## REQUIRED ACTION
Reproduce word for word the stretch of the article below on Governor Sununu's address that opens at the words "Sununu is considered" and stops after "for lower taxes.".

Sununu said the state is very attractive and growing faster than any other state in the region, but he noted that growth comes with some housing difficulties, and those need to be addressed to continue to be among the strongest states economically in New England.
He also looked back to 2021 and advances made to put the state on even more solid ground.
“In just the last year, we: Cut the statewide property tax by $100 million…Cut the rooms and meals tax — while still increasing revenue sharing with municipalities by 45 percent…Cut business taxes — again…Permanently began phasing out the Interest & Dividends tax for retirees…and those were tough decisions to make,” Sununu said.
He noted that the state also doubled the state’s rainy day fund to over $250 million to a standing ovation from Republicans.
Sununu is considered the fifth most popular governor in the nation with a 59 percent approval rating by Morning Consult, behind governors in Vermont and Maine.
But a UNH poll of over 800 residents released in December showed the governor’s approval rating declining from the past spring.
Sununu has said he will seek a fourth term as governor rather than run, as top national Republicans had urged, to run for the U.S. Senate against Democratic incumbent Maggie Hassan.
At town meetings next month, he said, people should fight for lower taxes.
“Today the Granite State is ranked as the Freest State in the Nation…We have the Strongest economy in the Northeast and the fastest population growth in New England….We are Number One in America for Public Safety…First in Economic Freedom… and we continue to have Lowest Poverty Rate in the country with some of the highest average wages for our citizens.
“We didn’t get here by accident — we did it through smart management, prioritizing individuals over government, citizens over systems, and delivering results with the immense responsibility of properly managing our tax dollars,” Sununu said.
The Democrats’ Turn
Senate Democratic Leader Donna Soucy, D-Manchester, issued this response:
“In listening to the Governor’s address one thing was made abundantly clear – none of the progress made in the past two years would have been possible without the hard work and dedication of our federal delegation.
“We are extremely grateful to Senator Shaheen, Senator Hassan, Congresswoman Kuster, and Congressman Pappas for fighting every day to ensure New Hampshire has the resources we need to improve the lives of all Granite Staters. What the Governor failed to mention in his platitudes about freedom is who exactly has been made more free under his Republican leadership.
“Women are decidedly less free, as they now face the first abortion ban in modern NH history, which includes no exceptions for rape, incest, or fatal fetal diagnoses. Certainly, our educators are not more free, as they are battling the impacts of the Republican gag rule banning conversations about sexism, racism, and implicit bias.
“This chilling legislation has already created confusion, halted classroom conversations, and has led to the vilification and actual bounty hunting of our hard-working educators. Low-income New Hampshire workers are not more free, as they continue to work for an unlivable minimum wage, which is among the lowest in the country.
“They’re also grappling with an affordable housing crisis and a lack of access to child care. Certainly, Granite State property taxpayers who are being forced to foot the bill for the most expansive school voucher program in the country are not more free. Today, the Governor painted a rosy picture of a job well done and took credit for the hard work of our federal delegation, while, in the same breath, criticizing them for not getting anything done.
“The truth is that if it weren’t for the efforts of our federal delegation, the years of work done by Senate Democrats to bolster our state’s mental health system, Senator David Watters’ tireless advocacy to expand offshore wind, and the individual efforts of small businesses who fought to keep their doors open despite a woeful lack of leadership during the COVID-19 pandemic, what do you have left? An ineffective administration that has prioritized the desires of the far right and the ultra-wealthy over the real needs of the majority,” Soucy said.

## INFORMATION PROVIDED
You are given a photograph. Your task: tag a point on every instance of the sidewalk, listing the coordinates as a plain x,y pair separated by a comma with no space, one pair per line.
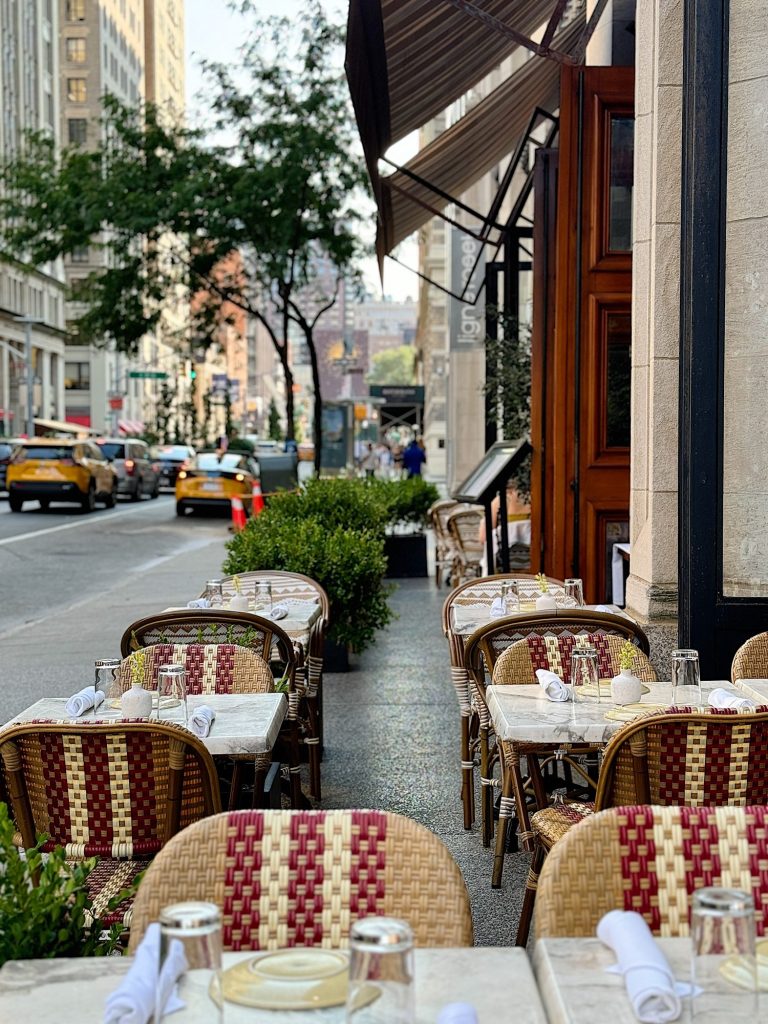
391,734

## ANSWER FOR THE TASK
Sununu is considered the fifth most popular governor in the nation with a 59 percent approval rating by Morning Consult, behind governors in Vermont and Maine.
But a UNH poll of over 800 residents released in December showed the governor’s approval rating declining from the past spring.
Sununu has said he will seek a fourth term as governor rather than run, as top national Republicans had urged, to run for the U.S. Senate against Democratic incumbent Maggie Hassan.
At town meetings next month, he said, people should fight for lower taxes.